Extrait du document:

□ □ □ □ □ □ □

Q - C. Sautter je vous remercie de réserver à Europe 1 votre premier entretien public comme nouveau ministre de l'Economie, des Finances et de l'Industrie. Bercy, vous connaissez évidemment, c'est un territoire gigantesque. Mais est-ce que trop ce n'est pas trop ?

- « Je crois que nous avons besoin, en France, pour mener une politique industrielle, une politique économique dynamique, d'un grand ministère de l'Economie, de même qu'à côté il y a un grand ministère de l'Emploi et des Affaires sociales, un grand ministère des Affaires étrangères. Il faut travailler en équipe avec des ministères et des ministres forts. »

Q - Donc ce n'est pas trop ?

- « Ce n'est pas trop. C'est lourd mais ce n'est pas trop. »

Q - Vous gardez aussi le Budget ?

- « Je garde le Budget effectivement. »

Q - Parce que vous l'aviez préparé, garderez-vous aussi la préparation du budget de 2001 ?

- « De toute façon, lorsque je n'étais que Secrétaire d'Etat au Budget, je travaillais véritablement en équipe avec D. Strauss-Kahn sur la préparation du Budget. Donc j'assumerai évidemment la préparation du budget de l'année 2001, à plein. »

Q - Comment avez-vous appris que vous alliez devenir ministre de l'Economie et des Finances ?

 « Je l'ai appris par un coup de téléphone de L. Jospin, alors que je défendais à l'Assemblée, le budget des services du Premier ministre. Il m'a dit : “Dominique démissionne, par un geste de courage je te demande de prendre sa place”. Je lui ai demandé si j'avais le temps de réfléchir et il m'a dit non. J'ai donc accepté car la confiance de L. Jospin me paraît un bon viatique. »

□ □ □ □ □ □ □

Consignes:
1. Selon l'entretien, comment le nouveau ministre a-t-il appris qu'il allait prendre la tête de l'Economie et des Finances ?
2. Énumérez tous les ministères que le ministre qualifie de « grand » dans sa première réponse de l'entretien.
Appuyez-vous uniquement sur l'entretien.

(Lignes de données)
□ □ □ □ □ □ □

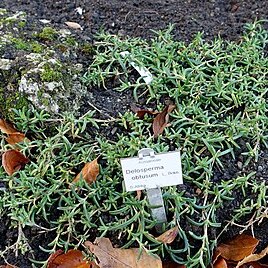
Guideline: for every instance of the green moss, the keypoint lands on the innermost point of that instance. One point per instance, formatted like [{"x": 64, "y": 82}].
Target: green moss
[
  {"x": 48, "y": 34},
  {"x": 50, "y": 73},
  {"x": 87, "y": 49},
  {"x": 71, "y": 41},
  {"x": 36, "y": 47},
  {"x": 20, "y": 44},
  {"x": 11, "y": 101},
  {"x": 31, "y": 46}
]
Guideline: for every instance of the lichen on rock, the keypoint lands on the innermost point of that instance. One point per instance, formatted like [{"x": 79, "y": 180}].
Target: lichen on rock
[{"x": 48, "y": 80}]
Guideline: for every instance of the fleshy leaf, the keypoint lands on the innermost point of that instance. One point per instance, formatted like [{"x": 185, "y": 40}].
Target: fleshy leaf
[{"x": 13, "y": 160}]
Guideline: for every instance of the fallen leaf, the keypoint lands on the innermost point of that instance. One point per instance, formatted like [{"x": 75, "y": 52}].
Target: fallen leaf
[
  {"x": 238, "y": 248},
  {"x": 89, "y": 172},
  {"x": 13, "y": 160},
  {"x": 168, "y": 236},
  {"x": 6, "y": 127},
  {"x": 220, "y": 263},
  {"x": 14, "y": 138},
  {"x": 253, "y": 257},
  {"x": 161, "y": 120},
  {"x": 121, "y": 258},
  {"x": 71, "y": 259},
  {"x": 73, "y": 25},
  {"x": 141, "y": 112}
]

□ □ □ □ □ □ □

Réponses:
1. Par un coup de téléphone de L. Jospin.

2.
- le ministère de l'Economie
- le ministère de l'Emploi et des Affaires sociales
- le ministère des Affaires étrangères